▶ **DOCUMENT SOURCE**:
· · · · · · ·

À partir de là, tout pour lui, tourne autour de la recherche de son histoire et de celle des siens. Après un baccalauréat en candidat libre, il rejoint la faculté des Lettres et l’École Normale supérieure. Mohamed Chafiq se souvient : "Il faisait partie des étudiants qui apostrophaient le plus leurs professeurs sur la vraie histoire du Maroc" (cf. Le monde amazigh). En parallèle, l’homme écrit. Beaucoup. Des articles sur l’amazighité du Maroc, sur l’histoire du pays, qu’il revoit et corrige : "C’est lui qui m’a encouragé à lire les grands auteurs de l’Antiquité, à me pencher sur l’histoire du Maghreb, celle d’avant Moulay Idriss, celle qu’on n’enseigne pas", raconte Brahim Aqdim.
À Paris, il rejoint l’École pratique des hautes études et l’enseignement du berbère de Lionel Galand à Langues O. Au Maroc, pays "arabe", l’amazighité est encore à l’époque un grand tabou et tous ceux qui revendiquent la berbérité du pays sont taxés de "sécessionnistes". Pourtant, de retour au Maroc, où il est enseignant d’histoire à la fac, Azayku publie des articles sur les organes arabophones La voix du Sud ou sur Al Kalima, portant sur l’importance de la culture populaire que les pays tiers-mondistes continuent de taire et d’ignorer : "Azayku est le premier théoricien de la culture amazighe. Ses écrits, même ceux qui datent du milieu des années 60, continuent à influencer les jeunes générations de militants", précise Brahim Aqdim. L’Amrec (Association marocaine de recherches et d’échanges culturels) est créée et Ali Sedki Azayku en est alors l’un des piliers, jusqu’en 1967, quand il monte avec Ahmed Chafiq une autre association culturelle, "Amazigh" : "Il a quitté l’Amrec parce qu’il était convaincu que le militantisme culturel ne suffisait pas, qu’il fallait passer à l’étape supérieure. Aussi, l’association Amazigh était-elle plus politique, plus audacieuse, et revendiquait la reconnaissance de la culture amazighe et l’enseignement du tamazight", raconte Ahmed Assid.
Arrive l’année 1982. Dans l’une des éditions de la revue Amazigh, Azayku publie l’article intitulé : "Pour une véritable approche de notre culture nationale", où il écrit entre autres, que la culture et la langue amazighe ont été opprimées et qu’elles devraient retrouver la place qui leur est due. La suite, Tilila, sa fille, la raconte : "Ils sont venus le chercher à la maison. Pendant 18 jours, personne ne savait où il était". Azayku est arrêté et envoyé à Laâlou, ancienne prison de Rabat. Son procès, sa fille et ses proches s’en souviennent : "Son avocate est venue lui transmettre un message, celui de revenir sur ses propos. Il a refusé", raconte Tilila. L’année 82/83, Ali Sedki Azayku la passera en prison, devenant ainsi le premier détenu politique militant berbère.

· · · · · · ·

(Enregistrements conservés)
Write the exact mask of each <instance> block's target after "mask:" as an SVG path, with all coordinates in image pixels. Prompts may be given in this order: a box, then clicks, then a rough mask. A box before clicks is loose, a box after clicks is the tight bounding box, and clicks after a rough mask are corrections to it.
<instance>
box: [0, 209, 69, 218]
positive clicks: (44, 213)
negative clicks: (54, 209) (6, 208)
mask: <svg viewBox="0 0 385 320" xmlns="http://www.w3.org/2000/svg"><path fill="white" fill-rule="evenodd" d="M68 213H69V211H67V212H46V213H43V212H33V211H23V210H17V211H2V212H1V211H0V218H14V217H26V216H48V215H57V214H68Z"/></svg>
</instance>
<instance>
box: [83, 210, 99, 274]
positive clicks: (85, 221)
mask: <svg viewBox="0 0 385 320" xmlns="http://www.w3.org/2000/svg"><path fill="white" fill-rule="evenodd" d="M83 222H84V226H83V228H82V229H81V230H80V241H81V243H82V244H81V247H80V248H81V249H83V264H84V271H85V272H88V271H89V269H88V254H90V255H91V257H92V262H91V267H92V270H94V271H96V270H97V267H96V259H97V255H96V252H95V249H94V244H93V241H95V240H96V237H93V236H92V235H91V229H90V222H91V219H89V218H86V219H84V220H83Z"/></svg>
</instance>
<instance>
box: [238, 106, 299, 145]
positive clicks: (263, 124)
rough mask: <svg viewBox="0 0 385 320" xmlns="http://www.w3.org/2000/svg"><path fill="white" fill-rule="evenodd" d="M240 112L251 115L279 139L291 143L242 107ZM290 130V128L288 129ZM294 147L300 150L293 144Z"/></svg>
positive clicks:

· · · · · · ·

▶ **TRAVAIL À EFFECTUER**:
1. D'après le texte consacré à Ali Sedki Azayku, dans quelle prison celui-ci fut-il envoyé après son arrestation ?
2. Modifiez l'intégralité du listing en substituant « exclusion clicks » à « negative clicks », sans rien changer d'autre.

▶ **RÉPONSES NUMÉROTÉES**:
1. À Laâlou, ancienne prison de Rabat.

2.
Write the exact mask of each <instance> block's target after "mask:" as an SVG path, with all coordinates in image pixels. Prompts may be given in this order: a box, then clicks, then a rough mask. A box before clicks is loose, a box after clicks is the tight bounding box, and clicks after a rough mask are corrections to it.
<instance>
box: [0, 209, 69, 218]
positive clicks: (44, 213)
exclusion clicks: (54, 209) (6, 208)
mask: <svg viewBox="0 0 385 320" xmlns="http://www.w3.org/2000/svg"><path fill="white" fill-rule="evenodd" d="M68 213H69V211H67V212H46V213H43V212H33V211H23V210H17V211H2V212H1V211H0V218H14V217H26V216H48V215H57V214H68Z"/></svg>
</instance>
<instance>
box: [83, 210, 99, 274]
positive clicks: (85, 221)
mask: <svg viewBox="0 0 385 320" xmlns="http://www.w3.org/2000/svg"><path fill="white" fill-rule="evenodd" d="M83 222H84V226H83V228H82V229H81V230H80V241H81V243H82V244H81V247H80V248H81V249H83V264H84V271H85V272H88V271H89V269H88V254H90V255H91V257H92V262H91V267H92V270H94V271H96V270H97V267H96V259H97V255H96V252H95V249H94V244H93V241H95V240H96V237H93V236H92V235H91V229H90V222H91V219H89V218H86V219H84V220H83Z"/></svg>
</instance>
<instance>
box: [238, 106, 299, 145]
positive clicks: (263, 124)
rough mask: <svg viewBox="0 0 385 320" xmlns="http://www.w3.org/2000/svg"><path fill="white" fill-rule="evenodd" d="M240 112L251 115L279 139L291 143L242 107ZM290 130V128L288 129ZM294 147L300 150L293 144Z"/></svg>
positive clicks:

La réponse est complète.